------ Source document ------

Jerome Powell owes us an explanation. The Federal Reserve chairman this week confirmed what investors already had guessed: Surprisingly persistent inflation is dissuading the Fed from cutting its short-term policy rate as soon and perhaps as quickly as Wall Street had hoped.
It’s the right call. The Fed committed its worst error in 40 years when it acted far too slowly to tame inflation following the pandemic. Its institutional credibility—on which hangs a lot in a fiat-money system—now depends on Mr. Powell’s success in suppressing that inflation.
As recently as December, with consumer-price inflation about 4% and the Fed’s preferred personal-consumption-expenditure inflation rate at around 3% (both excluding food and energy), central-bank officials signaled they were on track for at least three rate cuts this year.
The Fed believed it had set inflation on a permanent glide path toward its 2% target.
The central bank believes it can talk markets into doing what it wants by telegraphing what the Fed plans to do.

------ Entries shown ------

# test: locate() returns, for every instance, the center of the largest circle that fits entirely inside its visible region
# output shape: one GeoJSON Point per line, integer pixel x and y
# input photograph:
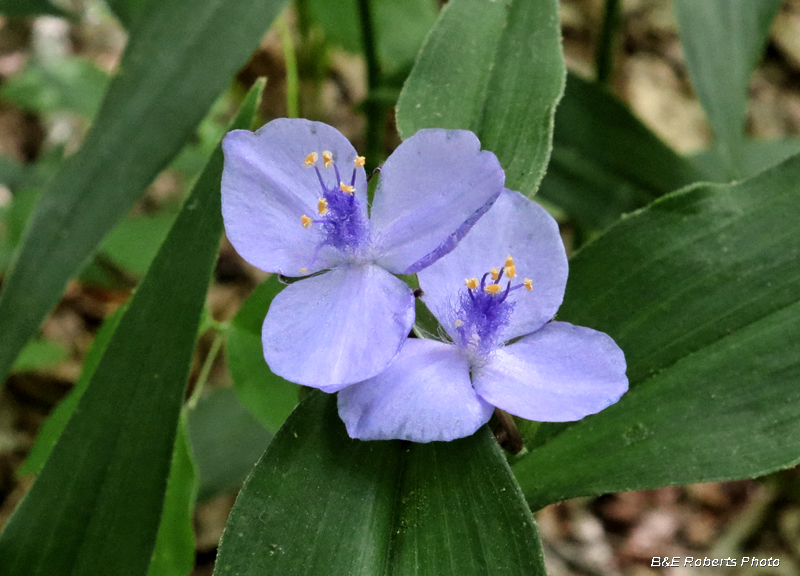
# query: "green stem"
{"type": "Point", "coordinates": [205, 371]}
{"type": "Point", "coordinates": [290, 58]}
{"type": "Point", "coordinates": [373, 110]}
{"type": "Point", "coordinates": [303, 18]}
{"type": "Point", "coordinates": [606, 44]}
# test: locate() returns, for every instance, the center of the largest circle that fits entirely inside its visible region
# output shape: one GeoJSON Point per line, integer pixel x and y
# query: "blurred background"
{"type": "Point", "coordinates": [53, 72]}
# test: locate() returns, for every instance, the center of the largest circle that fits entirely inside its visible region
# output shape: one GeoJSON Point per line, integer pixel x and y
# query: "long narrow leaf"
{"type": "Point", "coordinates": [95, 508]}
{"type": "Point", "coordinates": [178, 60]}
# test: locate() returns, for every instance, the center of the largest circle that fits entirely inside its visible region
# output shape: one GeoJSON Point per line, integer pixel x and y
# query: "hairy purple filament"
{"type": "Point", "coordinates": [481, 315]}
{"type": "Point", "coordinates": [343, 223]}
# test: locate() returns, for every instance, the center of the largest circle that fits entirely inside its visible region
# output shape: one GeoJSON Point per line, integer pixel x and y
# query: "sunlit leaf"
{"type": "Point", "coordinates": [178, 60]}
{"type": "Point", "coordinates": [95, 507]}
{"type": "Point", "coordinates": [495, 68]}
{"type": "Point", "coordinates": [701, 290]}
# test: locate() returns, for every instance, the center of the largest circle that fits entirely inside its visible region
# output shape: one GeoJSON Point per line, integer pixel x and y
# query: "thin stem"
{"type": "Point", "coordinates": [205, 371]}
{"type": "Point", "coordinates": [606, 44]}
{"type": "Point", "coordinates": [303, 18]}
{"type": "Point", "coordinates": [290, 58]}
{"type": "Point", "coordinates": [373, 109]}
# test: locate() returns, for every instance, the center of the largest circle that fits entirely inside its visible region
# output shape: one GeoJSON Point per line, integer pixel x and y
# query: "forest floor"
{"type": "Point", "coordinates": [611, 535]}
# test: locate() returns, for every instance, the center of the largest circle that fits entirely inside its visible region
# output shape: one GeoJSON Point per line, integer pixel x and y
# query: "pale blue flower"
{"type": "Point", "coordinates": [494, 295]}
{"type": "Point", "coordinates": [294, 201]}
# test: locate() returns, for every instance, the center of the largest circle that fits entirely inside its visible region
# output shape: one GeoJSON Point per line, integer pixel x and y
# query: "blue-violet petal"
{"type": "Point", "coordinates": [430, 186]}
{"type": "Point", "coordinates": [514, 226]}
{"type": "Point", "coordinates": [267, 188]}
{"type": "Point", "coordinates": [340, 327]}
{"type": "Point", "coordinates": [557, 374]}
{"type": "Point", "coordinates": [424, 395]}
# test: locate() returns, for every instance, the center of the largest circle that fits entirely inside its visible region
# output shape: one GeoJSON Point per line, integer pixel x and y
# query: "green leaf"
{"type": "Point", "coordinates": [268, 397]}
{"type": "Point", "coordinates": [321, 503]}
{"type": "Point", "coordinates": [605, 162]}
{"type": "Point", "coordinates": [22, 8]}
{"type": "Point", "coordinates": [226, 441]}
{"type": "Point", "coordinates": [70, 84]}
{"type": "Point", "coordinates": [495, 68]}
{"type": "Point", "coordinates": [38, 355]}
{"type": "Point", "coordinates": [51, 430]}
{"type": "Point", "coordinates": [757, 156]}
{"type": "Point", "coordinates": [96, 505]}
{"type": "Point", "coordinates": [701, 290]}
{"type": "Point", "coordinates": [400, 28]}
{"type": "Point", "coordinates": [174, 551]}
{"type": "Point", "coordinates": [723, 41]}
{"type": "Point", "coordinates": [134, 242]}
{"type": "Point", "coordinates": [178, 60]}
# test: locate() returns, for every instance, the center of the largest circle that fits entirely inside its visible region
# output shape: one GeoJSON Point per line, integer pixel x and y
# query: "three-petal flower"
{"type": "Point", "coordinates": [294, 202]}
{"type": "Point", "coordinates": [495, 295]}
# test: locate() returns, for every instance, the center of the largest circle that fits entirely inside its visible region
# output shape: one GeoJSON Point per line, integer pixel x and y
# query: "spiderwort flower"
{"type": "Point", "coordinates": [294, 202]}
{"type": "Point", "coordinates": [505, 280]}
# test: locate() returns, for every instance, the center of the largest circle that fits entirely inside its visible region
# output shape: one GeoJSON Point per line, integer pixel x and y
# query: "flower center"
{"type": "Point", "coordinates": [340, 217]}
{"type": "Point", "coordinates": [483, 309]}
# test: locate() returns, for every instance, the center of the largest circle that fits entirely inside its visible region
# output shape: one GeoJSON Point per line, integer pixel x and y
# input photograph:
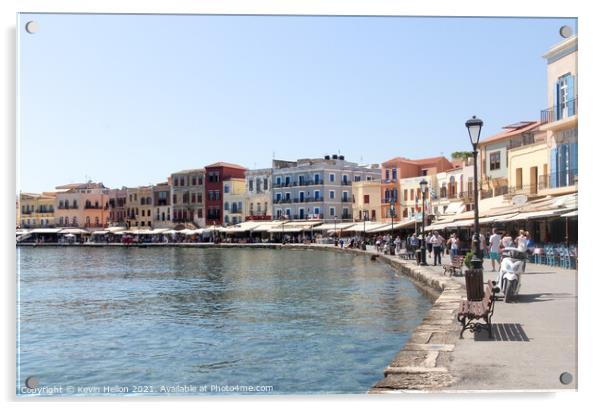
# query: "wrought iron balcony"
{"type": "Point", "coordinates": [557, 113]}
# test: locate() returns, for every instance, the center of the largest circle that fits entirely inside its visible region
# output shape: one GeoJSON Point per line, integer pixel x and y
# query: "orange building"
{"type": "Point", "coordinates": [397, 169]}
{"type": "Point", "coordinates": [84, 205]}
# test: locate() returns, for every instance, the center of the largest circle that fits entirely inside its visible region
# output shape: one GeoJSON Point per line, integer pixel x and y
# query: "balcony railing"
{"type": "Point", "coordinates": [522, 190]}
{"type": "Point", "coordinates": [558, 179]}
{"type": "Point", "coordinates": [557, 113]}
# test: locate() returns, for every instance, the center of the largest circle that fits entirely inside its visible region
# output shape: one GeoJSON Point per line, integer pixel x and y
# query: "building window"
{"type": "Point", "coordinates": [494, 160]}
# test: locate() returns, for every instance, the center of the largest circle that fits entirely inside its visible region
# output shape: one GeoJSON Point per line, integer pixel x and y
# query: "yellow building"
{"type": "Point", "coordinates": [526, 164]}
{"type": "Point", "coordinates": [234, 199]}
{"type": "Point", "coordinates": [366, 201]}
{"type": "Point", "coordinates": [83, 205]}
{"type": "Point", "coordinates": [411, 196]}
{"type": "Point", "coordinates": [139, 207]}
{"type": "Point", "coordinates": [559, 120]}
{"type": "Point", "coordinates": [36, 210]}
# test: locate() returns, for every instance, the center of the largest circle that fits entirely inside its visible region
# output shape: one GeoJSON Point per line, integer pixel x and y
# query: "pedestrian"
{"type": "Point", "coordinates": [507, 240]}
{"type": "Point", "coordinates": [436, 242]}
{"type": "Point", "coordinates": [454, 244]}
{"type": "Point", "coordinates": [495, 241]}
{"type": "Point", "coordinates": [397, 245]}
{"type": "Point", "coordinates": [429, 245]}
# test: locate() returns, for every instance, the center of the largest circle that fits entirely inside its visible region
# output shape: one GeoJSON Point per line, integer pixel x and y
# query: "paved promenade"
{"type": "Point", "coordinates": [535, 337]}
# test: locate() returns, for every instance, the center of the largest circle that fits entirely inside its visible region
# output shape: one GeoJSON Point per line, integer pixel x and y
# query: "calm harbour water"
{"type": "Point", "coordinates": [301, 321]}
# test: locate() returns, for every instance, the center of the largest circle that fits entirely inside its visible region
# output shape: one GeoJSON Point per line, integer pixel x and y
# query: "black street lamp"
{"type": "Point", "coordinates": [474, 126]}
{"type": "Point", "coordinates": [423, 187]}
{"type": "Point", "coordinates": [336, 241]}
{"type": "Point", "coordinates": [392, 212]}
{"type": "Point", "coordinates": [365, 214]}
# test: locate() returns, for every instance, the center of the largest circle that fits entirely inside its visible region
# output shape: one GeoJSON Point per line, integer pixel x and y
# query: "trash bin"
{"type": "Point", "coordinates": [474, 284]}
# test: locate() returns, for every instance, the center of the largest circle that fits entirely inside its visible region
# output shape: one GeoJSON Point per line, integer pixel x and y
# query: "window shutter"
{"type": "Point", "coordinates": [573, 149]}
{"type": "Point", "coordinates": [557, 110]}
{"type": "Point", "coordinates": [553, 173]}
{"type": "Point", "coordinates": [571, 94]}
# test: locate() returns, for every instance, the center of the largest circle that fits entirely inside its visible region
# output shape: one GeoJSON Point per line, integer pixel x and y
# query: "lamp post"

------

## Required work
1. List every percentage figure that appears in the piece on the Federal Reserve and inflation.
2. Continue the piece on the Federal Reserve and inflation from its last sentence.
The records have no connection to the piece on the Federal Reserve and inflation.

## Responses to the exercise
1. 4%, 3%, 2%

2.
The primary model, known as FRBUS is flawed. deeply flawed. It doesn’t adequately account for the effects of fiscal policy, such as the $10 trillion in cumulative deficit spending since the start of 2020, constituting subsidies and other expenditures Congress and successive administrations pumped into the economy.
The model didn’t predict the inflationary consumption explosion of that era, and probably has way overstated the (largely illusory) benefits of government infrastructure spending for future productivity and economic growth. The model chronically misunderstands the labor market, and overestimates the effect of a tight labor market on inflation.